►
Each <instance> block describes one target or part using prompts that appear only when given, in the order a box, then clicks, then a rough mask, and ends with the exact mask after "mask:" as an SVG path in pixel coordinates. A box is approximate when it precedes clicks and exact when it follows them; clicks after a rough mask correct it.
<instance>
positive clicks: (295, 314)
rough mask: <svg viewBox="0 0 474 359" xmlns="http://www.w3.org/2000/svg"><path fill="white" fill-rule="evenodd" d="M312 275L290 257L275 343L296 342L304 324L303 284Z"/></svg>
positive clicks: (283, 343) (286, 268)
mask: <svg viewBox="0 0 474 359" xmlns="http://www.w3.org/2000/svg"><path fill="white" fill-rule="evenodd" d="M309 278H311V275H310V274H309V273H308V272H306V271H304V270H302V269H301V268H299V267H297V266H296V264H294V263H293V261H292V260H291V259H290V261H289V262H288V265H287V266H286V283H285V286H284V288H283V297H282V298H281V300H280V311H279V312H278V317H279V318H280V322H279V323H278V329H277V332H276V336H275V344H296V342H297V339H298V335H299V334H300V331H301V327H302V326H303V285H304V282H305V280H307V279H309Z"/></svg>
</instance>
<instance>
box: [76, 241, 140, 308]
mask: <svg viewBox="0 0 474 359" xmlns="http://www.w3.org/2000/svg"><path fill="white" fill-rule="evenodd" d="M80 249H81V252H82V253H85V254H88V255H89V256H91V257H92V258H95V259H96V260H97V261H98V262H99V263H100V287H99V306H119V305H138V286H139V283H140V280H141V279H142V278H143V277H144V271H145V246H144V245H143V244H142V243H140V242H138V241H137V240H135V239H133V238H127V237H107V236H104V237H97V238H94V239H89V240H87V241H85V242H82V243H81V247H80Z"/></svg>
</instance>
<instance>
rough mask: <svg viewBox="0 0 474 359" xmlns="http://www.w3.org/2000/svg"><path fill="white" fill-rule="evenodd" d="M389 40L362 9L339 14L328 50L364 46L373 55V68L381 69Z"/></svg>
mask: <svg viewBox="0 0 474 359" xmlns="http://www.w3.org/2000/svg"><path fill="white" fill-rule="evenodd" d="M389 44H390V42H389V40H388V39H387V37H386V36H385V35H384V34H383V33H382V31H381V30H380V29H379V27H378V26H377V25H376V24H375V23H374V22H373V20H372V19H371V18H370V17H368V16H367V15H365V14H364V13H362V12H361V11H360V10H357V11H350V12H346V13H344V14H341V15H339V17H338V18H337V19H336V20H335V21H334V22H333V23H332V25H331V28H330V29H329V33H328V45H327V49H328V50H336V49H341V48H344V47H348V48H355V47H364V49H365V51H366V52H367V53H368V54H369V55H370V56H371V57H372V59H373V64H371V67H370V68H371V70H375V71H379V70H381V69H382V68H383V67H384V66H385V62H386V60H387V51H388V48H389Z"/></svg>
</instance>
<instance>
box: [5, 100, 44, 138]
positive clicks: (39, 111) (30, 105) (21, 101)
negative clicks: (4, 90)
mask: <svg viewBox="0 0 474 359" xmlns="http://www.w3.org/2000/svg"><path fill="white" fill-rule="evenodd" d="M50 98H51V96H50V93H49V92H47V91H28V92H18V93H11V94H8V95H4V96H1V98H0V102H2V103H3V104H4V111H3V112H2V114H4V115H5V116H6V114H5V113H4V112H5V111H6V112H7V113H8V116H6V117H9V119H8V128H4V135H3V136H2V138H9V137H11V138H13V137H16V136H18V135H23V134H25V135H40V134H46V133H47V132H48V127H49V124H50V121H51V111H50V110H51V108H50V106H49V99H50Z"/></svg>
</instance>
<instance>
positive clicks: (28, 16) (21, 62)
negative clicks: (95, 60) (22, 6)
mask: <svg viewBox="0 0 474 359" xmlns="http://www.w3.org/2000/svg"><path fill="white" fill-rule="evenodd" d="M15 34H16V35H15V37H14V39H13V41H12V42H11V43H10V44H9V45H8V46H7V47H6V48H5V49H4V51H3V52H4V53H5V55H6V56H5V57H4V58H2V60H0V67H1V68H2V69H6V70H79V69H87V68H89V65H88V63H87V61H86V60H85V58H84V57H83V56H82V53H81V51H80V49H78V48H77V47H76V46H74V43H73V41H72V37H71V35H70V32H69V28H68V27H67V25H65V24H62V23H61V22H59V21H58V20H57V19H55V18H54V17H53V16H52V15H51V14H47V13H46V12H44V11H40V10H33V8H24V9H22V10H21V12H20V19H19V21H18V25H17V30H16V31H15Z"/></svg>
◄
Aim of the task —
Would you mind giving all the records again exactly?

Result of the task —
Each <instance> block describes one target or part using prompts that appear only when given, in the order a box, then clicks, then a rough mask, and ends with the exact mask after "mask:" as an SVG path in pixel coordinates. A box is approximate when it precedes clicks and exact when it follows them; clicks after a rough mask correct it.
<instance>
positive clicks: (295, 314)
rough mask: <svg viewBox="0 0 474 359" xmlns="http://www.w3.org/2000/svg"><path fill="white" fill-rule="evenodd" d="M312 275L290 257L275 343L296 342L304 324L303 284Z"/></svg>
positive clicks: (283, 343) (286, 268)
mask: <svg viewBox="0 0 474 359" xmlns="http://www.w3.org/2000/svg"><path fill="white" fill-rule="evenodd" d="M309 278H311V275H310V274H309V273H308V272H306V271H304V270H302V269H301V268H299V267H297V266H296V264H294V263H293V261H292V260H291V259H290V261H289V262H288V265H287V266H286V283H285V286H284V288H283V297H282V298H281V300H280V311H279V312H278V317H279V318H280V322H279V323H278V329H277V332H276V336H275V344H296V342H297V339H298V335H299V334H300V331H301V327H302V326H303V285H304V282H305V280H307V279H309Z"/></svg>
</instance>
<instance>
box: [76, 241, 140, 308]
mask: <svg viewBox="0 0 474 359" xmlns="http://www.w3.org/2000/svg"><path fill="white" fill-rule="evenodd" d="M80 249H81V252H82V253H85V254H88V255H89V256H91V257H92V258H95V259H96V260H97V261H98V262H99V263H100V287H99V306H119V305H138V286H139V283H140V280H141V279H142V278H143V277H144V271H145V246H144V245H143V244H142V243H140V242H138V241H137V240H135V239H133V238H127V237H107V236H104V237H97V238H94V239H89V240H87V241H85V242H82V243H81V247H80Z"/></svg>
</instance>
<instance>
rough mask: <svg viewBox="0 0 474 359" xmlns="http://www.w3.org/2000/svg"><path fill="white" fill-rule="evenodd" d="M389 40L362 9L339 14L328 50L364 46L373 55V68L381 69Z"/></svg>
mask: <svg viewBox="0 0 474 359" xmlns="http://www.w3.org/2000/svg"><path fill="white" fill-rule="evenodd" d="M389 44H390V42H389V40H388V39H387V37H386V36H385V35H384V34H383V33H382V31H381V30H380V29H379V27H378V26H377V25H376V24H375V23H374V22H373V20H372V19H371V18H370V17H368V16H367V15H365V14H364V13H362V12H361V11H360V10H357V11H350V12H346V13H344V14H341V15H339V17H338V18H337V19H336V20H335V21H334V22H333V23H332V25H331V28H330V29H329V33H328V45H327V49H328V50H336V49H341V48H344V47H348V48H355V47H364V49H365V51H366V52H367V53H368V54H369V55H370V56H371V57H372V59H373V64H371V67H370V68H371V70H375V71H379V70H381V69H382V68H383V67H384V66H385V62H386V60H387V51H388V48H389Z"/></svg>
</instance>
<instance>
box: [5, 100, 44, 138]
positive clicks: (39, 111) (30, 105) (21, 101)
negative clicks: (4, 90)
mask: <svg viewBox="0 0 474 359" xmlns="http://www.w3.org/2000/svg"><path fill="white" fill-rule="evenodd" d="M50 98H51V96H50V93H49V92H47V91H28V92H18V93H11V94H8V95H4V96H1V98H0V102H2V103H3V104H4V111H3V112H2V114H4V115H5V116H6V114H5V113H4V112H5V111H6V112H7V113H8V116H6V117H9V119H8V128H4V135H3V136H2V138H9V137H11V138H13V137H16V136H18V135H23V134H25V135H40V134H46V133H47V132H48V127H49V124H50V121H51V111H50V110H51V108H50V106H49V99H50Z"/></svg>
</instance>
<instance>
positive clicks: (28, 16) (21, 62)
negative clicks: (95, 60) (22, 6)
mask: <svg viewBox="0 0 474 359" xmlns="http://www.w3.org/2000/svg"><path fill="white" fill-rule="evenodd" d="M15 34H16V35H15V37H14V39H13V41H12V42H11V43H10V44H9V45H8V46H7V47H6V48H5V49H4V51H3V52H4V53H5V55H6V56H5V57H4V58H2V60H0V67H1V68H2V69H6V70H79V69H87V68H89V65H88V63H87V61H86V60H85V58H84V57H83V56H82V53H81V51H80V49H78V48H77V47H76V46H74V43H73V41H72V37H71V35H70V32H69V28H68V27H67V25H65V24H62V23H61V22H59V21H58V20H57V19H55V18H54V17H53V16H52V15H51V14H47V13H46V12H44V11H40V10H33V8H24V9H22V10H21V12H20V19H19V21H18V25H17V30H16V31H15Z"/></svg>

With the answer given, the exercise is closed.